SET TASK:
Could you write out every line of the records below word for word, leaving the pictures out?

++++++++++++++++++++

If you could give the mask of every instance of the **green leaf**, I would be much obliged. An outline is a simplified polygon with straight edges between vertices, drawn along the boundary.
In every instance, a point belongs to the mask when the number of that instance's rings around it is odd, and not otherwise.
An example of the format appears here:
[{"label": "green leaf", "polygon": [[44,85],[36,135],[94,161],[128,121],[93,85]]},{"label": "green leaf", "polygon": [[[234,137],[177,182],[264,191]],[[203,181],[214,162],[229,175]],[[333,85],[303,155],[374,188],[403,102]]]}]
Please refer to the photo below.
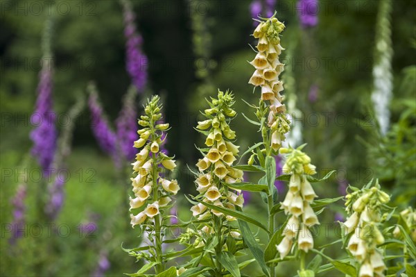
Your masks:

++++++++++++++++++++

TASK RESULT:
If you could give the mask of every instance of the **green leaf**, I would be much obliged. An outline is a simplified polygon with straight edges between vertices, drawn along the boundary.
In every instance, a point belongs to the mask when the number of that instance's rings around it is odd, and not otherwise.
An example of the format appears here:
[{"label": "green leaf", "polygon": [[44,85],[36,135],[94,161],[128,121],[93,85]]},{"label": "green leaf", "polygon": [[[234,137],[177,182],[264,191]],[[203,181],[214,162],[229,175]],[[333,85],[303,155],[374,188],[403,102]]]}]
Please refer to the photo below.
Your masks:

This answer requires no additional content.